══ TASK DATA ══
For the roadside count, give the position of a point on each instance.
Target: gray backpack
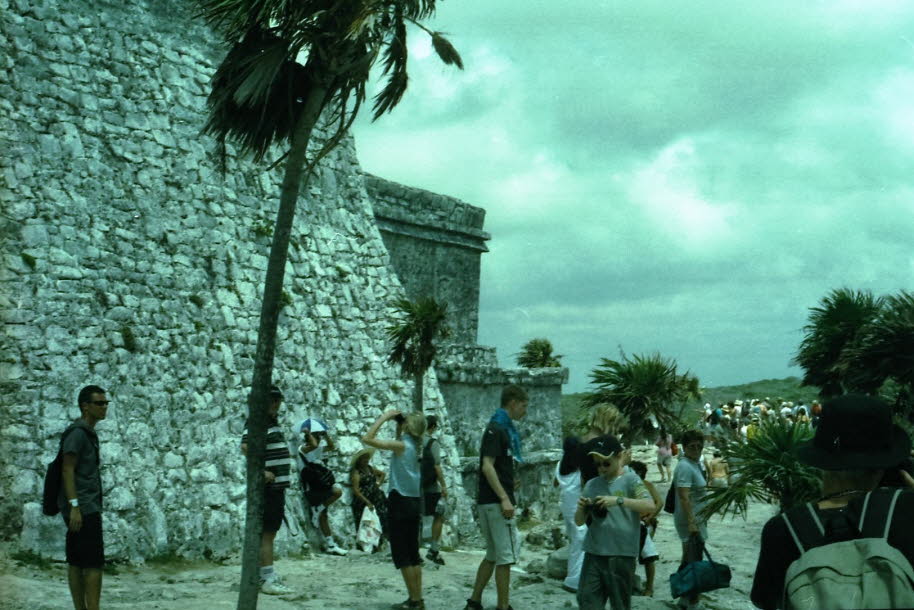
(865, 572)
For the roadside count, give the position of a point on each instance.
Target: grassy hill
(775, 389)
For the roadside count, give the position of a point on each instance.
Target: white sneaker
(274, 586)
(331, 547)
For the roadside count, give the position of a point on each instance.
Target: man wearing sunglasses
(80, 499)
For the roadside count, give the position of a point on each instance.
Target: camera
(595, 511)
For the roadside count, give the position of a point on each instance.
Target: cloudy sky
(687, 178)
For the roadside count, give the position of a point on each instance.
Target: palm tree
(643, 387)
(412, 340)
(884, 349)
(765, 468)
(262, 96)
(537, 354)
(831, 335)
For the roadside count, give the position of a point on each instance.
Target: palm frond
(395, 58)
(446, 50)
(412, 338)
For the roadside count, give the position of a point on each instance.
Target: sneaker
(435, 557)
(409, 605)
(274, 586)
(333, 548)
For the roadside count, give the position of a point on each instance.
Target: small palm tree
(537, 354)
(765, 468)
(643, 387)
(885, 347)
(412, 340)
(831, 334)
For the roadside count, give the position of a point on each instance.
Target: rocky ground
(370, 581)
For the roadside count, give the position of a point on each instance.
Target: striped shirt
(278, 457)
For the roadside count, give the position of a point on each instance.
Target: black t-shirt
(778, 550)
(496, 444)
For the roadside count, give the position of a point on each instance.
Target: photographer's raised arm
(370, 437)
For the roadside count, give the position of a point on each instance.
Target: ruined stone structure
(130, 262)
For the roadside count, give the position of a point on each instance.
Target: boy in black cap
(854, 444)
(611, 506)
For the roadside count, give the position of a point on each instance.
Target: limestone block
(119, 498)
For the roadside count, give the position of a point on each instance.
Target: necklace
(846, 492)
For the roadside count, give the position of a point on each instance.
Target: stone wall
(472, 393)
(131, 263)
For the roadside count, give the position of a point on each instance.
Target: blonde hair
(608, 419)
(415, 425)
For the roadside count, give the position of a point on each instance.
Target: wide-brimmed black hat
(856, 432)
(604, 447)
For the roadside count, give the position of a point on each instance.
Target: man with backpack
(80, 499)
(854, 547)
(434, 489)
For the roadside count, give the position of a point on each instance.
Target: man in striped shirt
(277, 480)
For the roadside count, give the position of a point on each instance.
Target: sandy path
(370, 581)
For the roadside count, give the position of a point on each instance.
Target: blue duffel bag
(699, 576)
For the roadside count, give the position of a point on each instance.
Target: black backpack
(53, 480)
(429, 476)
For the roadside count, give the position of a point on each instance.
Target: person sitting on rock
(318, 480)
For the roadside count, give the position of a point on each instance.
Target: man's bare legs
(502, 582)
(85, 587)
(412, 578)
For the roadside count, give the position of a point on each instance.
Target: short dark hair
(85, 394)
(513, 392)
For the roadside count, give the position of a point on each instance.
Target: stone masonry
(130, 262)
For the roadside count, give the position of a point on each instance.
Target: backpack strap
(873, 527)
(806, 533)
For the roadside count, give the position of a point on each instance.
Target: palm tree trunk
(419, 393)
(292, 182)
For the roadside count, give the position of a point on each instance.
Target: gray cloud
(687, 178)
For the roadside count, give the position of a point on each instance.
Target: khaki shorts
(500, 535)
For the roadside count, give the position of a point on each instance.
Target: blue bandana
(503, 420)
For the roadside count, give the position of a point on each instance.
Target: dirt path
(369, 581)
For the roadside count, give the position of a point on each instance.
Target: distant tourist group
(852, 548)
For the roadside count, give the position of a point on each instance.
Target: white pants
(570, 492)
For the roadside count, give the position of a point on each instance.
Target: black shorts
(274, 508)
(431, 503)
(404, 524)
(317, 496)
(85, 548)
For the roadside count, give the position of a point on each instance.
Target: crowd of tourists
(610, 509)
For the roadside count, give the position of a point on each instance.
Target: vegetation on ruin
(857, 342)
(646, 389)
(412, 338)
(537, 354)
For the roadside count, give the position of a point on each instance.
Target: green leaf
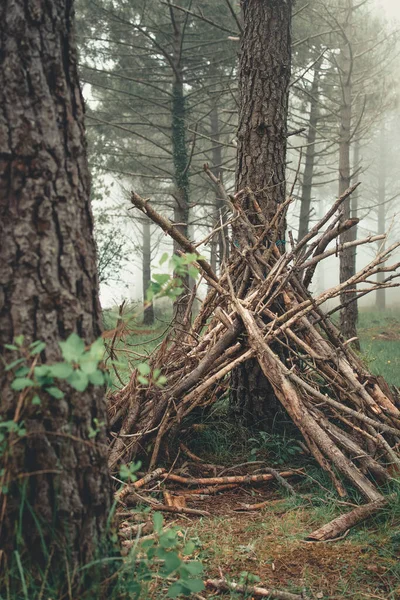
(164, 258)
(162, 278)
(21, 383)
(96, 378)
(61, 370)
(88, 365)
(14, 364)
(37, 349)
(144, 369)
(158, 522)
(19, 340)
(162, 380)
(193, 585)
(194, 567)
(78, 380)
(172, 562)
(73, 348)
(97, 350)
(55, 392)
(42, 370)
(175, 589)
(189, 549)
(193, 272)
(22, 371)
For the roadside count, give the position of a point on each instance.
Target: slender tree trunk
(180, 154)
(381, 294)
(349, 314)
(148, 315)
(220, 243)
(59, 492)
(265, 65)
(306, 190)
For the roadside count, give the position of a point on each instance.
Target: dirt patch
(271, 545)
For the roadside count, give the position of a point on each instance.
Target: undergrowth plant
(161, 565)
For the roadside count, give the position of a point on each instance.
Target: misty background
(128, 83)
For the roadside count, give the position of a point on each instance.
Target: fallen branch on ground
(341, 524)
(250, 590)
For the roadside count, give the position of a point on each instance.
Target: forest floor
(269, 545)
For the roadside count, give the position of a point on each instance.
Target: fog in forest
(344, 92)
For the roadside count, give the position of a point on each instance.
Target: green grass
(379, 334)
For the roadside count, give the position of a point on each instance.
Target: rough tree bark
(57, 478)
(148, 315)
(265, 65)
(349, 314)
(306, 188)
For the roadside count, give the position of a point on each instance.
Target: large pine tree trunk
(306, 188)
(58, 484)
(265, 65)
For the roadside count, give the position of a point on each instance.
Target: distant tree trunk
(306, 189)
(148, 315)
(59, 492)
(180, 155)
(265, 65)
(220, 243)
(349, 314)
(381, 294)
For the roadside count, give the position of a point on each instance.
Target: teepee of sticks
(349, 419)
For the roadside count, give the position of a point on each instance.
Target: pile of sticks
(348, 418)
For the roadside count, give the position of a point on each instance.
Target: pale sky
(392, 7)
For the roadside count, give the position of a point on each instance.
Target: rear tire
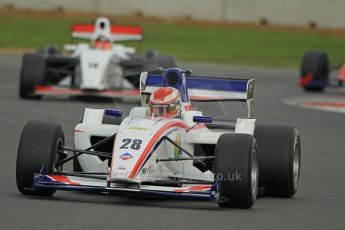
(279, 160)
(315, 64)
(32, 73)
(37, 148)
(236, 170)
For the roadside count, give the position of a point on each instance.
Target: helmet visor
(164, 110)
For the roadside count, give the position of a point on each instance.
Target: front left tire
(236, 170)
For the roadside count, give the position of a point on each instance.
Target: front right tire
(38, 148)
(32, 73)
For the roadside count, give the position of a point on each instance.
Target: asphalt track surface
(318, 204)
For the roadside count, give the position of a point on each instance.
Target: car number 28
(131, 143)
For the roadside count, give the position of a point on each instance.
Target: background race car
(100, 68)
(315, 70)
(188, 155)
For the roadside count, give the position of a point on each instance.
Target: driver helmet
(165, 102)
(102, 43)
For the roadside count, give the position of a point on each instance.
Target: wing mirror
(113, 112)
(202, 119)
(70, 47)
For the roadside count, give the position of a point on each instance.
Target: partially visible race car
(101, 68)
(315, 70)
(165, 148)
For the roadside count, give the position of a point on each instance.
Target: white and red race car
(190, 156)
(101, 68)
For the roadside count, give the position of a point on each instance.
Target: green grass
(252, 46)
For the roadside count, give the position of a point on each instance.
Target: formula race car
(315, 70)
(101, 68)
(165, 148)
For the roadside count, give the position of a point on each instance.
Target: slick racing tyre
(32, 73)
(38, 149)
(236, 170)
(316, 65)
(279, 160)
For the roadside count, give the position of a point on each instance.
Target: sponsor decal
(126, 156)
(149, 169)
(177, 151)
(138, 128)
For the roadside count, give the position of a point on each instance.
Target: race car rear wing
(118, 33)
(198, 88)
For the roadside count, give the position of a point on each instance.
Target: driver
(165, 102)
(102, 43)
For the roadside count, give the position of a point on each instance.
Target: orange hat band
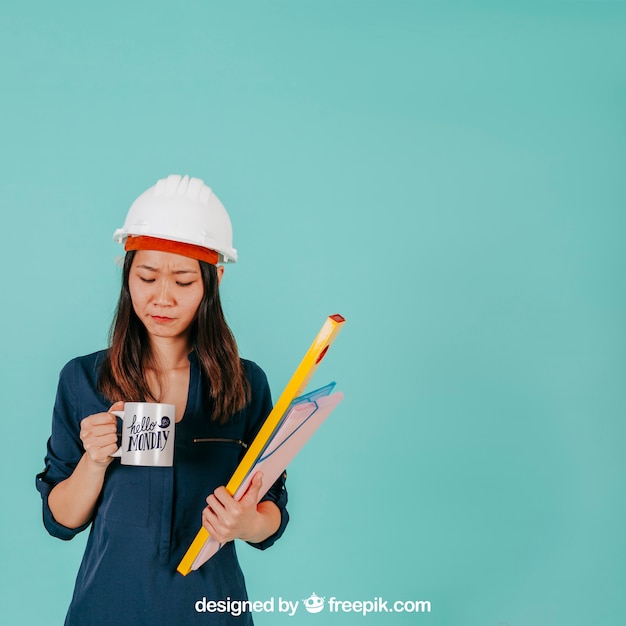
(143, 242)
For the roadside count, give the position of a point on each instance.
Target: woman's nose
(164, 293)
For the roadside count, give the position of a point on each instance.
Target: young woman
(170, 344)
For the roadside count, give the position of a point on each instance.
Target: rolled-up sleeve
(64, 450)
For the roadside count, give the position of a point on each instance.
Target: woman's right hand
(98, 433)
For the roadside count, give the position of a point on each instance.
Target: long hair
(122, 374)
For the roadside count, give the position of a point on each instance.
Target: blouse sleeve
(277, 493)
(63, 452)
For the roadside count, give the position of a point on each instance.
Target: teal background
(450, 178)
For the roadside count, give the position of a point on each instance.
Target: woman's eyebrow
(154, 269)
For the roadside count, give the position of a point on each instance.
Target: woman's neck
(171, 352)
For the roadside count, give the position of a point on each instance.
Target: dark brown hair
(122, 374)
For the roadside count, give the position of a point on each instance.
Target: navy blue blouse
(146, 517)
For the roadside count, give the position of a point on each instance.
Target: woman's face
(166, 290)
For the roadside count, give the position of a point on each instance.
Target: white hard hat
(181, 209)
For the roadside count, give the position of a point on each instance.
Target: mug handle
(119, 414)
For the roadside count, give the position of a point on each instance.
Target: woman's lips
(161, 319)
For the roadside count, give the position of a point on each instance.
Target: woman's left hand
(226, 518)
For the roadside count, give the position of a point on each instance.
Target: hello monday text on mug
(147, 434)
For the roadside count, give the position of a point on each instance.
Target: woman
(170, 344)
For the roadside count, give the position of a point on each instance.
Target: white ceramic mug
(147, 434)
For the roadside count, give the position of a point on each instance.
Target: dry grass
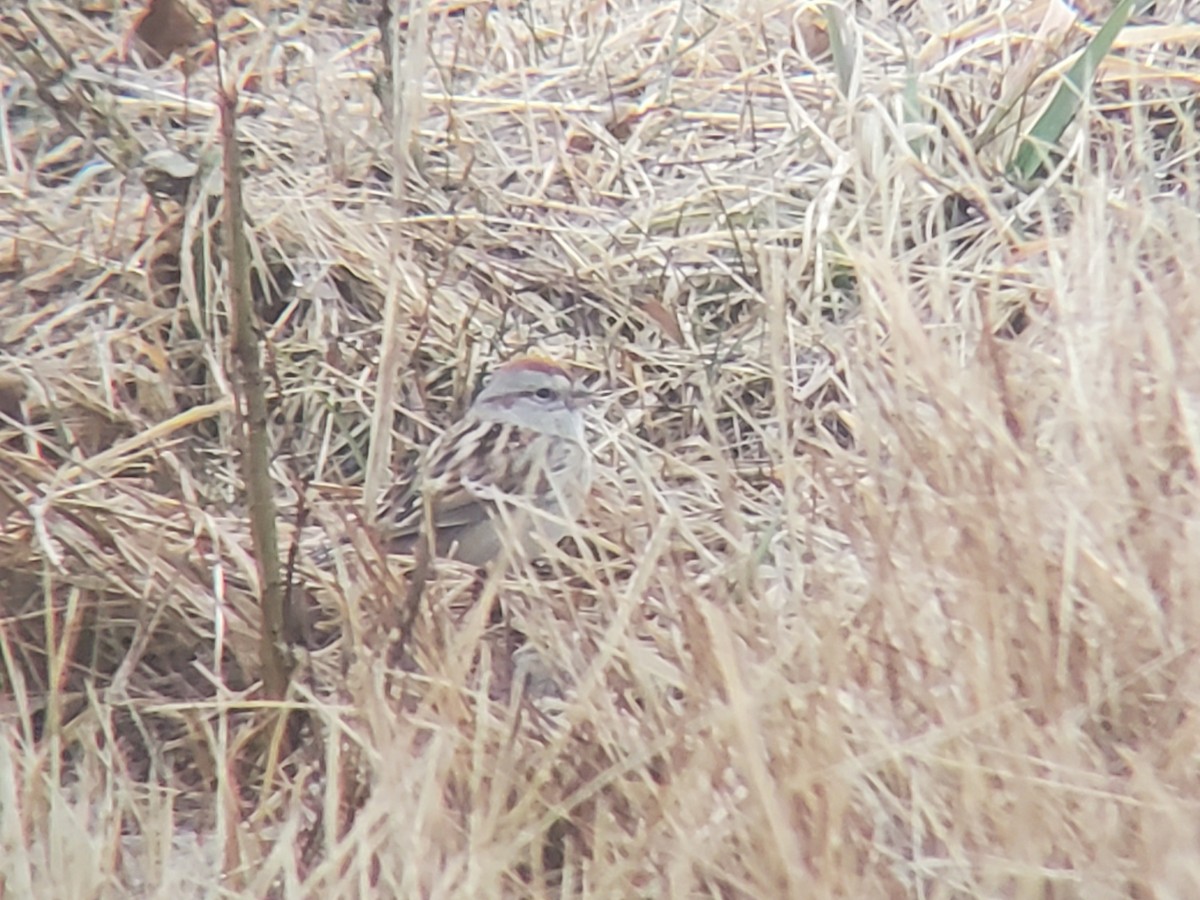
(899, 588)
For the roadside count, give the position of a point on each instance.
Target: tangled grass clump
(886, 585)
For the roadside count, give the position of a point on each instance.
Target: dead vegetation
(887, 589)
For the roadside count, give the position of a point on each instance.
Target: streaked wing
(461, 479)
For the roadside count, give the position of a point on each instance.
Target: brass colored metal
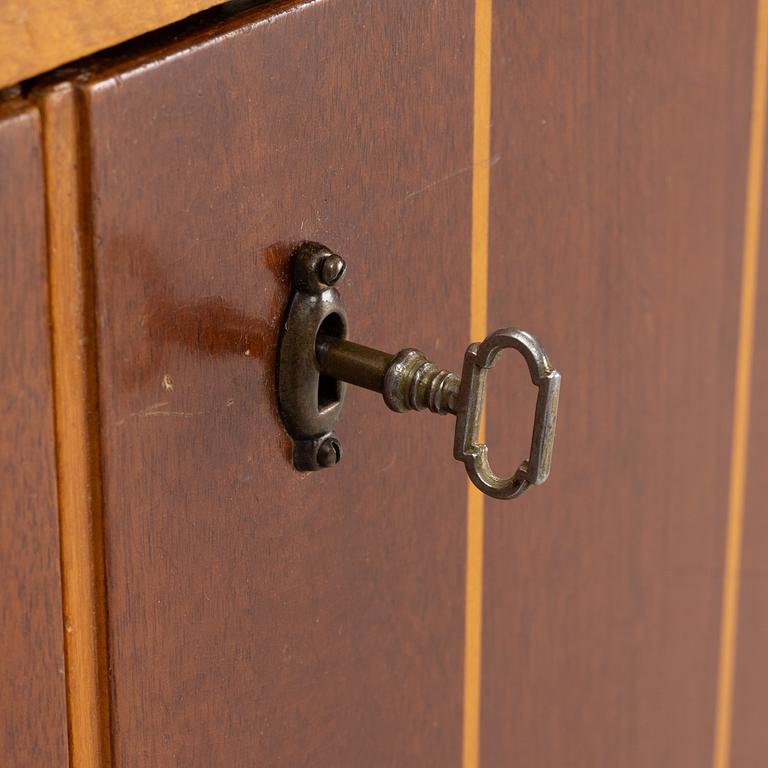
(316, 358)
(353, 363)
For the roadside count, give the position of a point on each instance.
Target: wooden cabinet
(32, 693)
(592, 175)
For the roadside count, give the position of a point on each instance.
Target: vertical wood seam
(71, 292)
(741, 404)
(478, 329)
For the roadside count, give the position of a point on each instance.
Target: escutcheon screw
(332, 269)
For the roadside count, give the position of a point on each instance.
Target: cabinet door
(583, 174)
(258, 615)
(33, 713)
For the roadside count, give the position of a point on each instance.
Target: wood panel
(258, 615)
(749, 740)
(38, 35)
(619, 154)
(33, 717)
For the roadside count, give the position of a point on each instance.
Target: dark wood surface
(620, 138)
(258, 616)
(750, 736)
(33, 717)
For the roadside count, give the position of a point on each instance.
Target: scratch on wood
(495, 159)
(156, 410)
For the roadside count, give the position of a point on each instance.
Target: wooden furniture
(175, 593)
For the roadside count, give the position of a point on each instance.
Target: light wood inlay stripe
(478, 328)
(75, 405)
(733, 546)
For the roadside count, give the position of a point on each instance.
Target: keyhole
(327, 388)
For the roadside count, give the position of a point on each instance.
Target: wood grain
(33, 718)
(74, 386)
(749, 738)
(620, 146)
(258, 615)
(38, 35)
═══
- **EXERCISE PROMPT**
Tally the lines of the records that contain the string "backpack". Give only the number.

- **SOLUTION**
4